## REQUEST
Could you copy out every line below word for word, leaving out the pictures?

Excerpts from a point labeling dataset
####################

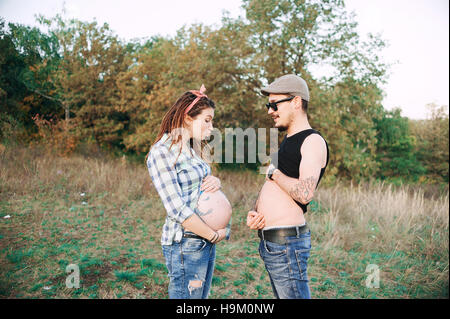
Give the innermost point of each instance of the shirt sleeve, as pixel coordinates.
(162, 171)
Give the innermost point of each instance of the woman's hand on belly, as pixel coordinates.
(210, 184)
(215, 209)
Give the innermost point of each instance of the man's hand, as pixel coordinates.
(255, 220)
(222, 234)
(210, 184)
(270, 169)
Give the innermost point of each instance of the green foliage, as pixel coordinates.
(395, 148)
(432, 143)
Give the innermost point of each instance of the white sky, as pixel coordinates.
(417, 32)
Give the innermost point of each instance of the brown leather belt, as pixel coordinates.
(278, 235)
(187, 234)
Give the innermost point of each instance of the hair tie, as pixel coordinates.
(200, 93)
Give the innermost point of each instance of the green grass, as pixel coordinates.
(113, 234)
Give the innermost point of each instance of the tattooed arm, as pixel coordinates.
(313, 159)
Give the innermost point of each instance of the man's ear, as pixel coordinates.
(297, 102)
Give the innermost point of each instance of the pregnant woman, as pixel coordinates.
(198, 213)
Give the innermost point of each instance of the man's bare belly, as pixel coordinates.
(278, 208)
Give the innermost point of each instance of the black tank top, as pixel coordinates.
(289, 156)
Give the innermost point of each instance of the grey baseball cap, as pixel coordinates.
(288, 84)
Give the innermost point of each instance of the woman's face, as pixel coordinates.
(202, 125)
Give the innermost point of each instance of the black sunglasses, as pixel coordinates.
(274, 106)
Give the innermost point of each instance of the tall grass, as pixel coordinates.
(104, 215)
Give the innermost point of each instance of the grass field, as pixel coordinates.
(104, 216)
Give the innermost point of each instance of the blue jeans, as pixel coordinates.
(287, 265)
(190, 264)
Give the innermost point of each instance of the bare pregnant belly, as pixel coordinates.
(215, 209)
(278, 208)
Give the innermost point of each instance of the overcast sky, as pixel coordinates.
(417, 32)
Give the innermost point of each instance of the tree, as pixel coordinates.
(396, 148)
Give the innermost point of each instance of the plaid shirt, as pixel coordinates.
(178, 185)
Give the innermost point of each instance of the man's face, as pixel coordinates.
(283, 116)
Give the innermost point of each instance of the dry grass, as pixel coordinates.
(112, 232)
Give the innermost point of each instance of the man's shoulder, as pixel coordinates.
(314, 143)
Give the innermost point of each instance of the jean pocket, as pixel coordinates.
(192, 245)
(302, 256)
(274, 248)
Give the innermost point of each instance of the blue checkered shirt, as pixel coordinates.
(178, 185)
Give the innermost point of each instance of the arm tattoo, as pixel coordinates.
(303, 190)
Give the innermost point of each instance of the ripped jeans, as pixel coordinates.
(190, 264)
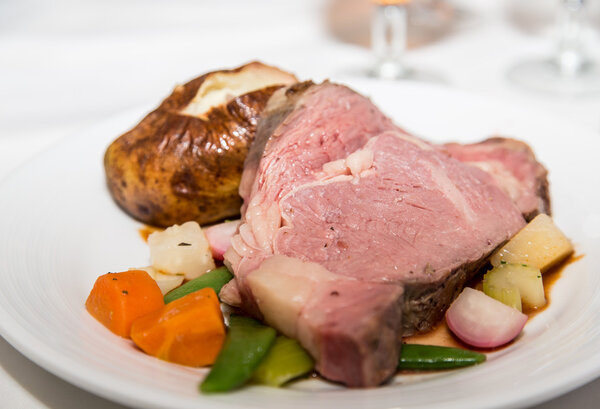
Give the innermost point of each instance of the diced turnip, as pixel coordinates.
(219, 237)
(539, 244)
(166, 282)
(281, 286)
(181, 250)
(506, 280)
(483, 322)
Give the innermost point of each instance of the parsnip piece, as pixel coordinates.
(539, 244)
(507, 279)
(181, 250)
(166, 282)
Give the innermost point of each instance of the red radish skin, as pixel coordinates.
(219, 237)
(483, 322)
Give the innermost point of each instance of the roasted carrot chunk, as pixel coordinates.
(118, 299)
(188, 331)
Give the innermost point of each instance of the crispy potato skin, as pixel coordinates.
(173, 168)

####################

## RESPONSE TO THIS TASK
Give the innermost point of each instance of the shirt sleeve, as pixel coordinates.
(162, 171)
Give the innermost point of each instance of the woman's hand on belly, as pixel coordinates.
(210, 184)
(215, 209)
Give the innermost point of each instance of the man's hand, as pixel coordinates.
(255, 220)
(222, 234)
(210, 184)
(270, 169)
Give the innermost point of each instance of the green foliage, as pixel coordinates.
(395, 148)
(432, 143)
Give the innermost point of each instance of the white sky, as pixel coordinates.
(417, 32)
Give the innermost point of each instance of the brown leather belt, as pixel coordinates.
(278, 235)
(187, 234)
Give the innermost point of each instance of the hair tie, as pixel coordinates.
(200, 93)
Give the innermost point of each instance of the green grass, as pixel coordinates.
(113, 234)
Give the innermost point of each instance of the tattooed arm, as pixel coordinates.
(313, 159)
Give the innermost point of each instance of the man's ear, as pixel coordinates.
(297, 102)
Give the innermost point of each instance of the pregnant woman, as pixel coordinates.
(198, 213)
Give the innermost point of each instance of the man's bare belly, as pixel coordinates.
(278, 208)
Give the innermost point of each instance of the black tank top, as pixel coordinates.
(289, 156)
Give the innermost point of each instance of the grey baseball cap, as pixel coordinates.
(288, 84)
Give the innermost point of each instance of the woman's face, as pixel coordinates.
(202, 125)
Give the innermost point of each instance of the black sunglasses, as pixel coordinates.
(274, 106)
Give the innermost point of each instance of the tall grass, as pixel coordinates.
(104, 215)
Give the innermost point of each instance of the grass field, as pixel coordinates.
(104, 216)
Give the innermost point of each instance of the blue jeans, as pixel coordinates.
(287, 265)
(190, 264)
Give the innermost point of each instance of the bare pregnant belly, as pixel coordinates.
(215, 209)
(278, 208)
Give the innermost point of each instance of the overcast sky, as pixel coordinates.
(417, 32)
Give the innermost point of each instance of the tree, as pixel coordinates.
(396, 148)
Give the innermost point of each instance of the plaid shirt, as pixel coordinates.
(178, 185)
Give the innermost point of each instance of the man's face, as pixel coordinates.
(283, 116)
Give the innermost point of each instance of the dry grass, as pixel coordinates.
(112, 232)
Give the innermost point of each instance of the man's shoulder, as pixel coordinates.
(314, 143)
Give the innermost point of each instance of the jean pocket, as pixel coordinates.
(192, 245)
(302, 256)
(274, 248)
Give the innermost point of each instance of the blue checkered shirt, as pixel coordinates.
(178, 185)
Give the innermost point of each instance of the arm tattoo, as pixel coordinates.
(303, 190)
Give the innermost point of each instance of the ripped jeans, as pixel coordinates.
(190, 264)
Give the innermost point of each instance of the diced turnip, as pixel coordinates.
(219, 237)
(539, 244)
(166, 282)
(281, 286)
(181, 250)
(506, 280)
(483, 322)
Give the innermost point of each instance of the parsnip piece, as pixel coordinates.
(539, 244)
(507, 279)
(181, 250)
(166, 282)
Give the innermost point of each instance of the red radish skin, as pixel coordinates.
(219, 237)
(483, 322)
Give the innermost point of each instance of the roasted carrot chunk, as pixel coordinates.
(118, 299)
(188, 331)
Give the innermost point of each instance of the crispy potato skin, as pixel coordinates.
(173, 168)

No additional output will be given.